::: INPUT DATA

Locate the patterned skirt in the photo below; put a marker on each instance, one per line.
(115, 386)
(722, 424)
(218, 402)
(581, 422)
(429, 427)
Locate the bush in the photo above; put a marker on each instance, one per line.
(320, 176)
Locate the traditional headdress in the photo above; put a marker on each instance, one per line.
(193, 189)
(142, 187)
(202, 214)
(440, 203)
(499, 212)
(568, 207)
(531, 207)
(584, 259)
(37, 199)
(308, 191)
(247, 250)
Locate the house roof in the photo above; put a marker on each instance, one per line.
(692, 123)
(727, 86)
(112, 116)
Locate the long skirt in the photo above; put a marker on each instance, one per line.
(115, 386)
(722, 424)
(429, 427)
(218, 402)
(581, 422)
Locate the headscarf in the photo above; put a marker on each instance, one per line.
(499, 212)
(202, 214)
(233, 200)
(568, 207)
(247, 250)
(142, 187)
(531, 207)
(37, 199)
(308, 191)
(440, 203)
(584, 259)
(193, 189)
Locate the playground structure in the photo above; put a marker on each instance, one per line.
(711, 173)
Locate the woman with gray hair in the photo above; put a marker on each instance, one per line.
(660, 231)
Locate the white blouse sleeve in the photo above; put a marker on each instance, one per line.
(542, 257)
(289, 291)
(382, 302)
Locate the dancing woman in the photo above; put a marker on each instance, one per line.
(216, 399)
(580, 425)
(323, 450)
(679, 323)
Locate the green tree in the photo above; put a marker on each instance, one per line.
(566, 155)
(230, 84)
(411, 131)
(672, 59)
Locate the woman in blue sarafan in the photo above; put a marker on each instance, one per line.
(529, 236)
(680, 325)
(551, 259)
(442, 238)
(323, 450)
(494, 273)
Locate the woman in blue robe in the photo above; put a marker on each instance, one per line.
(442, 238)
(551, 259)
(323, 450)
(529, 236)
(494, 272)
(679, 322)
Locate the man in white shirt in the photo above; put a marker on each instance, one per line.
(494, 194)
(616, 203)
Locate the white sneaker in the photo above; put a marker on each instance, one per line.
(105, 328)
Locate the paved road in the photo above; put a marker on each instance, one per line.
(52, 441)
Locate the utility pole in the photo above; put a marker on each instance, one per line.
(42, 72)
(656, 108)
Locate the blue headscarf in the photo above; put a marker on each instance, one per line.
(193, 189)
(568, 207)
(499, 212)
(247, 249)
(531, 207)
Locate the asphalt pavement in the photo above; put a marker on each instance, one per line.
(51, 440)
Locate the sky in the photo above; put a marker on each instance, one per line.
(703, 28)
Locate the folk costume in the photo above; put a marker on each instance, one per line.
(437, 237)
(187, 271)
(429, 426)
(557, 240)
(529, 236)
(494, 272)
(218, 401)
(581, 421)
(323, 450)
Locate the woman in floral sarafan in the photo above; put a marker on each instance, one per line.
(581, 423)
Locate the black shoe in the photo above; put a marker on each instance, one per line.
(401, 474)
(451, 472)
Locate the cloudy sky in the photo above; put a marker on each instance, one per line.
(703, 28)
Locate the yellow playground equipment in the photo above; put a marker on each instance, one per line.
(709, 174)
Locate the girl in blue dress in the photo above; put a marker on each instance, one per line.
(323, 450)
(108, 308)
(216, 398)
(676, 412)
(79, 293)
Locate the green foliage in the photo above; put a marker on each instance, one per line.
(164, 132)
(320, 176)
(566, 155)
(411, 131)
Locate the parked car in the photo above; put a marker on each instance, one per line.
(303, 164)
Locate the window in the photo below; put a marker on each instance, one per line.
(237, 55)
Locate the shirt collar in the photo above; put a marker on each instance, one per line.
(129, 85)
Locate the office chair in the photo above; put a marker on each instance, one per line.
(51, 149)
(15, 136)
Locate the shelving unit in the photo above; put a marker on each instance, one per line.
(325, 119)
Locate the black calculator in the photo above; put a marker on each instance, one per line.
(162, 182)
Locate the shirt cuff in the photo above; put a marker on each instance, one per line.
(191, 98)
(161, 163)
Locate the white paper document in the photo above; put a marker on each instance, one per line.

::::::

Can you write out all of the lines above again, replacing "put a marker" with "place a dot" everywhere and leaving everything else as it is?

=== SOLUTION TO THIS TASK ===
Locate the patterned skirt in the photo below; place a dot on each instance, one per line.
(115, 386)
(722, 424)
(218, 402)
(581, 422)
(429, 427)
Locate the bush in the photo above; place a dot on each instance, one per line.
(320, 176)
Locate the traditional headdress in the photo above; place a dot on each instance, one per line.
(193, 189)
(142, 187)
(202, 214)
(440, 203)
(499, 212)
(568, 207)
(531, 207)
(584, 259)
(37, 199)
(308, 191)
(247, 250)
Locate the house roof in the photo above; place a dot on each instance, one per line.
(692, 123)
(727, 86)
(112, 116)
Locate the long skirt in the photo above; place a dot on each instance, one per line.
(115, 386)
(722, 424)
(429, 427)
(218, 402)
(581, 422)
Locate the headscarf in the photo above; place a dot on each instance, one per line.
(499, 212)
(202, 214)
(233, 200)
(568, 207)
(247, 250)
(142, 187)
(531, 207)
(37, 199)
(308, 191)
(440, 203)
(584, 259)
(193, 189)
Locate the playground structure in the photo above; place a dot on each instance, one per line.
(711, 173)
Locate the woman with gray hair in the photo above; place a dot on each instance, one per line.
(660, 231)
Locate the white blouse sleeve in the photo above; place a dot on each instance, one per line.
(542, 257)
(289, 291)
(382, 302)
Locate the dancing woman in the photo above; place a dot on each instance, one per line.
(216, 399)
(580, 425)
(323, 450)
(679, 323)
Locate the green tree in the photo above; place a dot on each instance, one per line.
(566, 155)
(230, 84)
(411, 131)
(672, 59)
Locate the woman in blue sarafan in the photo above; place a dot on each instance, one per line.
(529, 236)
(680, 325)
(551, 259)
(442, 238)
(323, 450)
(494, 273)
Locate the woman in blue robe in the photo above; place a dot on each instance, one per line.
(442, 238)
(551, 259)
(323, 450)
(529, 236)
(494, 272)
(679, 322)
Locate the man in white shirt in the photo above; place a dot on each instance, one per line.
(494, 194)
(616, 203)
Locate the white sneaker in the photo above; place a dot on each instance, one per line.
(105, 328)
Locate the paved road in the photo above; place a dot on each instance, one per line.
(52, 441)
Locate the utility pole in the photo above; place a dot on each instance, one per line.
(42, 72)
(656, 108)
Locate the blue headscarf in the photo above; place a dot on each instance, one per line.
(193, 189)
(568, 207)
(499, 212)
(247, 249)
(531, 207)
Locate the asphalt pavement in the photo above; place a dot on each instance, one per line.
(51, 440)
Locate the sky in the photo above; place a dot on each instance, one per line.
(703, 28)
Locate the folk costume in the photo above; place a dot on each instance, one per line.
(437, 237)
(187, 271)
(429, 426)
(557, 240)
(529, 236)
(494, 272)
(218, 401)
(581, 421)
(323, 450)
Locate the woman in floral sarafan in the photo above; place a dot on each instance, one per line.
(581, 423)
Locate the black shoe in the photo above; place a dot on each instance, one per line.
(401, 474)
(451, 472)
Locate the cloudy sky in the photo above; place a dot on each instance, one per line.
(703, 28)
Locate the yellow playground equipment in the photo above; place a dot on each instance, one per line.
(709, 174)
Locate the girl in blue dress in the photo above; place a dot on each instance, one per line.
(323, 450)
(108, 308)
(216, 398)
(676, 412)
(79, 293)
Locate the green foliage in the photo above; place a dot on each instance, one per line.
(164, 132)
(320, 176)
(566, 155)
(411, 131)
Locate the parked car in the photo above; place a dot on each instance, one per line.
(303, 164)
Locate the window in the photo below; place a dot on each instance, one per line.
(237, 55)
Locate the shirt collar in the photo above; place a dot on each instance, one per line.
(129, 85)
Locate the office chair in the photo above; place a dot on each instance, one per line.
(51, 149)
(15, 136)
Locate the shelving unit in the photo above; place a dot on each instance, one per line.
(325, 119)
Locate the black calculator in the photo above; place a dot on each instance, one per line.
(162, 182)
Locate the shirt cuff in the photo above; place a dot on each instance, one per line.
(191, 98)
(161, 163)
Locate the white paper document in the photo above; place a dot on each instance, one per line.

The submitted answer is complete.